>> start Given data
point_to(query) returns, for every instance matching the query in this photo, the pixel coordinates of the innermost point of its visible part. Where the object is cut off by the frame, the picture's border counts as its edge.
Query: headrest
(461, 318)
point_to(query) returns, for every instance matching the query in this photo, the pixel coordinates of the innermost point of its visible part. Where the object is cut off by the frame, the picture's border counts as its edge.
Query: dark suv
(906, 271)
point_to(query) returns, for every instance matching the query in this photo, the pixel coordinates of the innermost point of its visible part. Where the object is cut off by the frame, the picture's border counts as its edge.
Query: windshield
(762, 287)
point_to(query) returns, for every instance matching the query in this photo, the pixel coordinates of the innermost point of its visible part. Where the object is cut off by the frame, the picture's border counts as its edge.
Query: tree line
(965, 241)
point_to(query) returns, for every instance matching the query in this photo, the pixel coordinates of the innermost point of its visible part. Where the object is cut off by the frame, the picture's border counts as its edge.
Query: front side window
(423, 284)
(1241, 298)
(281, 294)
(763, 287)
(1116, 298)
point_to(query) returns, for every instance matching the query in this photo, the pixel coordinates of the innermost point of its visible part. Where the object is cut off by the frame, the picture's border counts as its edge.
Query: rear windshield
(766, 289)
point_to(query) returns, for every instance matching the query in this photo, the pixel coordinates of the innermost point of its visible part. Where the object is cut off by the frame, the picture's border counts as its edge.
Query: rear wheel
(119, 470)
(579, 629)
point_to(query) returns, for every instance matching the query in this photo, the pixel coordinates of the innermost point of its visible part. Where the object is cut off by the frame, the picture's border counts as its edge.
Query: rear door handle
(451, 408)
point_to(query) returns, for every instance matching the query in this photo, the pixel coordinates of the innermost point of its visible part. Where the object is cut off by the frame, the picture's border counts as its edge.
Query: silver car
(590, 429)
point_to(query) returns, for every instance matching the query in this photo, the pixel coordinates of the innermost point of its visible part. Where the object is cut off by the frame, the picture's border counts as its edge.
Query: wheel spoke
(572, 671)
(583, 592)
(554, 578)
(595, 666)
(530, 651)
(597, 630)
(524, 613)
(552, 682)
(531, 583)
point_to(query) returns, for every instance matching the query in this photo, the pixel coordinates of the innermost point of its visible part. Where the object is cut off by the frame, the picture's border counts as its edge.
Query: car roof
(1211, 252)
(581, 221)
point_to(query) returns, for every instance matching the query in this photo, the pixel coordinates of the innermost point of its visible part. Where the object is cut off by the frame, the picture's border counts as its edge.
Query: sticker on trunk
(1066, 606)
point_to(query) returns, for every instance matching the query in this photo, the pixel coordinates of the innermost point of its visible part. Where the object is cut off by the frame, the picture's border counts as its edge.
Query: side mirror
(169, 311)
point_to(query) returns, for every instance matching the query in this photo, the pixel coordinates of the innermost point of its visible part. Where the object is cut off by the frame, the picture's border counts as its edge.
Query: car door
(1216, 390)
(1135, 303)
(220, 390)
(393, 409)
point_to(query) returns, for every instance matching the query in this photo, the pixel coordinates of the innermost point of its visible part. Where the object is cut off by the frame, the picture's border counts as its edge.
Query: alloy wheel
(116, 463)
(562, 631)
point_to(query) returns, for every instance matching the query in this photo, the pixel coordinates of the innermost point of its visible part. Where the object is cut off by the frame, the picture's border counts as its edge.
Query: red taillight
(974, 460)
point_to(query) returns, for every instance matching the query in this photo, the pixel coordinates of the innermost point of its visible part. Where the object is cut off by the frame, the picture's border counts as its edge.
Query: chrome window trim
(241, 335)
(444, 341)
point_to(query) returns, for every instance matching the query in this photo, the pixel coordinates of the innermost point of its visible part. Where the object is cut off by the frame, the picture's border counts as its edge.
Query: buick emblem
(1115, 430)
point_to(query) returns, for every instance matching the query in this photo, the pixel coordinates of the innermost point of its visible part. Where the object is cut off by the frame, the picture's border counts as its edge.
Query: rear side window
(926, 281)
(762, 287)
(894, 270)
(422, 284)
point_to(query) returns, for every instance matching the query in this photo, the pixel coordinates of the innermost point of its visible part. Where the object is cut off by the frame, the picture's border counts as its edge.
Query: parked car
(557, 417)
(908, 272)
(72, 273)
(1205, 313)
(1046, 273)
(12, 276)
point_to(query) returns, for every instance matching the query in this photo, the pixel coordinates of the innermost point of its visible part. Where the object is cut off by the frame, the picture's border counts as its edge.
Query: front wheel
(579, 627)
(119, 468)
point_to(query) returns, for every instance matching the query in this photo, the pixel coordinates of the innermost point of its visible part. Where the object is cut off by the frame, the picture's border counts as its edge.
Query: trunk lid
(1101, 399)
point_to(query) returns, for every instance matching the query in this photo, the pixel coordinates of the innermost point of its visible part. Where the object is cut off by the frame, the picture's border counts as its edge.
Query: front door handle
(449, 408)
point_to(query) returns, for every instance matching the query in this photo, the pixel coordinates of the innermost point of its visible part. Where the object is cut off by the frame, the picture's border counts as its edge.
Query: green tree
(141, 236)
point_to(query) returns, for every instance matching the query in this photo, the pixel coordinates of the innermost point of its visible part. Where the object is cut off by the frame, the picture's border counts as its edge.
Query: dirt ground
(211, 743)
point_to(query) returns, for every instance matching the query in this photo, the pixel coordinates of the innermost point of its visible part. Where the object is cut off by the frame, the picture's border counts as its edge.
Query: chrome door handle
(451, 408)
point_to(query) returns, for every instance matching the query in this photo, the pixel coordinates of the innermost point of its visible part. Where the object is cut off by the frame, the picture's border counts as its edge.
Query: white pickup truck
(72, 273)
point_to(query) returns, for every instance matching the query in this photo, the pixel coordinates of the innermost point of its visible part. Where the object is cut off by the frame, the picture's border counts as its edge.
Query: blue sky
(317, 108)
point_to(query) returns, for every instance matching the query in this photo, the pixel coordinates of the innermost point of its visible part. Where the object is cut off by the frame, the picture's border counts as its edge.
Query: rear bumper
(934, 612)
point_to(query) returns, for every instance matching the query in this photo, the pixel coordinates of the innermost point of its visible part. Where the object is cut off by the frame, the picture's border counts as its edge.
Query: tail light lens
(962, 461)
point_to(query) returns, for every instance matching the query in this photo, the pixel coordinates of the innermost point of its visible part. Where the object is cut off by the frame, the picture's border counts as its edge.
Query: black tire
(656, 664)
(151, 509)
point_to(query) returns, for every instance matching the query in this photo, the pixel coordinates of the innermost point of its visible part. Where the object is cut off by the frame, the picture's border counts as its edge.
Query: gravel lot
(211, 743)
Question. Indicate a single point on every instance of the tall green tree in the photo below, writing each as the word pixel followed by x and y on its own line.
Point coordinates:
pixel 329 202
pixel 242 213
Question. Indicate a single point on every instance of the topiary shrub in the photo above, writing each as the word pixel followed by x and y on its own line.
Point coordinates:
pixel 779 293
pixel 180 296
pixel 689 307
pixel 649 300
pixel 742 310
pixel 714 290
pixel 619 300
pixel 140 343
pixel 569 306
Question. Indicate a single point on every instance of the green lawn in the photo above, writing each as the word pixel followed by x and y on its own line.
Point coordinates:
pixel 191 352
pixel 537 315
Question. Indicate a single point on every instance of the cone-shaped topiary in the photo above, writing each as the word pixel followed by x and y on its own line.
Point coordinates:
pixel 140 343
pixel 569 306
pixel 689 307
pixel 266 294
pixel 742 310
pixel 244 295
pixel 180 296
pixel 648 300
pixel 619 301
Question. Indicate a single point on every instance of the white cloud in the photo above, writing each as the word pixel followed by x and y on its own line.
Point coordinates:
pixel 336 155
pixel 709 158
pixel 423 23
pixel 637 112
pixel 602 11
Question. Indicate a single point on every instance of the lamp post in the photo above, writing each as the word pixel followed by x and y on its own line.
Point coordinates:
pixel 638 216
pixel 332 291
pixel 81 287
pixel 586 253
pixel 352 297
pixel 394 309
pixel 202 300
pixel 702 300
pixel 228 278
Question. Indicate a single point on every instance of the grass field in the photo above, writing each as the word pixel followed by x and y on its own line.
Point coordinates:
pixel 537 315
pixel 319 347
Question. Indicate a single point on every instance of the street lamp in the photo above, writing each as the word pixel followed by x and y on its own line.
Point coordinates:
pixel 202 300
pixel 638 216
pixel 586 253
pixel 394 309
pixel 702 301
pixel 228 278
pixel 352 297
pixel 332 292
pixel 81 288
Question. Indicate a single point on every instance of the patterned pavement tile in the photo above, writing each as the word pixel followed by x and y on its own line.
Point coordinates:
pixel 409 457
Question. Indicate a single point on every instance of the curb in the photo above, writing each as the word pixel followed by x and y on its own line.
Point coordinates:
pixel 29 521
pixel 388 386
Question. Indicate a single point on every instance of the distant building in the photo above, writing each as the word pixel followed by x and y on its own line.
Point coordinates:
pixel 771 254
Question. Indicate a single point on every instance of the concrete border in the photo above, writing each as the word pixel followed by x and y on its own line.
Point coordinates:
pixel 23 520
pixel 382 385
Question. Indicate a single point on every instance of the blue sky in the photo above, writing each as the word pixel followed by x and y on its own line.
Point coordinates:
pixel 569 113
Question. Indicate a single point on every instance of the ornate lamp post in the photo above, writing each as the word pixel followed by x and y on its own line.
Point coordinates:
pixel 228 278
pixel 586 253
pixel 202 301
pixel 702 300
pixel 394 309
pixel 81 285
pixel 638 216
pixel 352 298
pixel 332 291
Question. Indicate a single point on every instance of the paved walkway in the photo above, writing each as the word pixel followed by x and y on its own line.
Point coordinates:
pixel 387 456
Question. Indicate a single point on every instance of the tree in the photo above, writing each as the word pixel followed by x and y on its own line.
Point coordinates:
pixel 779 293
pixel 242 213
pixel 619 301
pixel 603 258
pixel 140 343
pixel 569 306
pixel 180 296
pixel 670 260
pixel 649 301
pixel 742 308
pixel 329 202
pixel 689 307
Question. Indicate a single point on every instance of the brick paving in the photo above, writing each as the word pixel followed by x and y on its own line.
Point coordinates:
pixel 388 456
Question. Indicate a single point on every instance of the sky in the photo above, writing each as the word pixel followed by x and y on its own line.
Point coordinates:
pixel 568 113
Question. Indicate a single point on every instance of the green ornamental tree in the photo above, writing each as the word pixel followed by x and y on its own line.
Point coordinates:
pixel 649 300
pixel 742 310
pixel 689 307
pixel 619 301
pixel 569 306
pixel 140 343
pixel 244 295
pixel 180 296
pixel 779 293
>> end Given data
Can you set down, word for word, the lines of the listing from the line with "Question. Indicate a single point on every instance of the grass" to the line with "pixel 319 347", including both of those lines?

Question. Indicate a single point on every instance of the grass field in the photo above, writing each as the word pixel followed by x and y on its own line.
Point coordinates:
pixel 537 315
pixel 319 347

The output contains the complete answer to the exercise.